[Given task]:
Continue the piece on grazing charts from the point where it stops.

[Source excerpt]:
By Troy Bishopp via On Pasture
Troy Bishopp has been working on making grazing planning easier for himself and his fellow farmers for quite awhile now. He’s found that grazing charts make it possible for him to successfully plan for his forage, livestock, finances, and a most importantly, a personal life with his wife, family and friends. This is the first in a series to help you get started using grazing charts to make your life better too!
Not to piss in the Wheaties of Allan Savory or Sam Bingham, I just wasn’t ready, or stubborn, or didn’t have enough training in how I should use this awesome tool as it was laid out for my farm. So I did what most red-blooded, independent farmers would do – – – I adapted it to my own situation. Funny thing was, many of my Northeast grazing friends were thinking and doing the same thing. So we put together a NESARE (Northeast Sustainable Agriculture Research and Education) Professional Development Project called “Utilizing Holistic Planned Grazing as a Regenerative Engine for Sustainable Agriculture.”
As professionals and farmers we were seeing the weak link of real, practical, in-your-face grazing management planning and monitoring tools, so we (Phillip Metzger, Kim Totten, Nancy Glazier, Jenn Colby, Jim Weaver, our Madison County Graziers Group and I) came up with a larger barn/office chart patterned after what I saw at Greg & Jan Judy’s Farm. What we asked most often of our customers was what will you actually use? The answer, “Something simple. . .”
Team members met with farmers and each other to understand what people needed in a daily planned grazing chart.
So we went back to the basics so farmers could actually go forward in the planning and implementation of their grazing systems. Our farmer-led brainstorming sessions yielded glaring issues, at least to me. Most did not have a workable whole farm map with identifiable, consistent or delineated field numbers and corresponding acreages. They were inconsistent in with their daily record-keeping of animal needs, paddock moves, recovery periods, precipitation data and management decisions and so, like me, they forgot stuff that would be relevant to making financial and personal gains.
Troy shows the poster created for this project. It wouldn’t have been possible without the help of many farmers and a great team made up of Troy Bishopp, Phillip Metzger, Kim Totten, Nancy Glazier, Jenn Colby, Jim Weaver, and the Madison County Graziers Group
It wasn’t like they weren’t keeping track of stuff. It was that the information was buried in a 3 ring binder agency plan, or a pocket calendar, or on the dash of a truck somewhere. It seems farmers get really busy (duh) and just lose track even though they’re well-intentioned. The grazing record-keeping personalities varied from expert to “whatever”. This range forced us to provide a template that could be customized to each farm and make it much more personal and relevant.

[Data block]:

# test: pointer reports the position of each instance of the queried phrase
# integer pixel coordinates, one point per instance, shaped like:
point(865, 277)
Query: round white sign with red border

[Result]:
Since most of us didn’t use a computer to do grazing planning and monitoring like HMI’s electronic version, or Jim Gerrish’s grazing wedge, or other fee-based web applications, we all agreed a barn/office paper chart that we walk by every day and see, would provide a good opportunity for better management.
Here’s what we wanted as a basic template:
- Something big enough to see and mark on and that could be expanded or shrunk depending on the size of the operation,
- Covering 10 to 12 months with a calendar in the heading to track the date and day of the week since most folks wanted to plan around Sundays,
- Enough blank spaces to keep track of whatever you want, including a larger heading area for writing down events and management decisions.
Essentially it became a big piece of lined paper bringing us to where we (you) are now, at the start.
What do you need to begin filling in the blanks?
I will assume that many of you have a grazing plan developed with help from a conservation professional so you would have many of the things I would consider to start building a grazing chart. I can also assume that many do not, especially folks just starting out in grazing. The government shut-down actually points to how important it is to develop your own skills and tools to become your own grazing specialist. It’s something I have done with decent success, mostly out of necessity. In this series of articles, I’m going to take you through putting together all the things you need, so you can be self-sufficient too!
Troy runs workshops on how to use grazing charts. Check his website for more information.
Your short and long term financial, environmental and family goals or mission will drive your decisions and what you want to keep track of. You’re right, thinking about these things isn’t always the top of our list, but I’ll show you how to put together something that makes sense for you in as painless a way as possible.
2. A Map of Your Farm
This isn’t just any map…it’s one that will show you your paddocks so you can keep track of where you’ve been and where you’re going.
3. Soils information
What you grow, and how it responds to grazing will depend on your soils. So we’ll look at tools that you can use to tell you what’s under the surface.
Once you’ve got that together, we’ll look at figuring animal needs, land capabilities, and charting a course forward. I’ll show you examples from my own experience and the Bishopp Family Farm, so you can see the process in action. And we’ll talk about how you can adapt what we’re doing here to your own operation. So Stay Tuned!
Editors Note: Want to learn more about The Grass Whisperer? Check out his website here!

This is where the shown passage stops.